Neem letterlijk over wat in de gegevens staat, vanaf de regel met "For every instance of the canyon" tot en met het einde van de gegevens.

* _GEGEVENS_:
☆ ☆ ☆ ☆ ☆

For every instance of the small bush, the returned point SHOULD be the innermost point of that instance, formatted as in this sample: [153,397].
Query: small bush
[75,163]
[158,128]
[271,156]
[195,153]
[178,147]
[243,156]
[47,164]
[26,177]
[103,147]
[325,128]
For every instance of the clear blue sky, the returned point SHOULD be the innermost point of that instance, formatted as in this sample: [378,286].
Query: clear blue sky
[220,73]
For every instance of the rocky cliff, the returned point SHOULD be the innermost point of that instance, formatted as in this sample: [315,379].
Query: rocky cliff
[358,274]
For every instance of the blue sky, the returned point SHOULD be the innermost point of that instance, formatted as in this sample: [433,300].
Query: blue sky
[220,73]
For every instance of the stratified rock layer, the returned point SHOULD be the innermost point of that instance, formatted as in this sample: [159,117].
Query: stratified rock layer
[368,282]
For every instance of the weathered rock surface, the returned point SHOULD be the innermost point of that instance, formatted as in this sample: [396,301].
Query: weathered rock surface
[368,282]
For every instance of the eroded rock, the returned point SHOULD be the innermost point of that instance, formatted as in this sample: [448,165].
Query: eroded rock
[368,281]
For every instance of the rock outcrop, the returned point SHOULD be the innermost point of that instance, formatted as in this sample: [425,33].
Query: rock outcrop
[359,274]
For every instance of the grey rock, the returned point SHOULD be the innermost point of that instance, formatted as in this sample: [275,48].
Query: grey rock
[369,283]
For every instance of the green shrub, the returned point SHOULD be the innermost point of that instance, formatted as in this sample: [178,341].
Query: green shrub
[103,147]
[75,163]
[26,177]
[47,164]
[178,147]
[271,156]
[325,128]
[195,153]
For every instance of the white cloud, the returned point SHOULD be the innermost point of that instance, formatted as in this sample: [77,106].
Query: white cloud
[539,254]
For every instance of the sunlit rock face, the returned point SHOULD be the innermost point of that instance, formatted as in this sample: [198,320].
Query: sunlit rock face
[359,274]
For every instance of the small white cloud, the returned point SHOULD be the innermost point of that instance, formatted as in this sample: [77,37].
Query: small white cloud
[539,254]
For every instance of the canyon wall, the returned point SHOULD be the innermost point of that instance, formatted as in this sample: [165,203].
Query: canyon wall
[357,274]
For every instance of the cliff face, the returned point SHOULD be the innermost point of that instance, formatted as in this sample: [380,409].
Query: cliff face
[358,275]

☆ ☆ ☆ ☆ ☆

* _RESULTAAT_:
For every instance of the canyon wall, the returned point SHOULD be the innermost point of that instance, formatted as in this sample: [165,203].
Query: canyon wall
[357,274]
For every instance of the cliff face, the returned point SHOULD be the innermost point of that instance, formatted as in this sample: [380,409].
Query: cliff face
[358,275]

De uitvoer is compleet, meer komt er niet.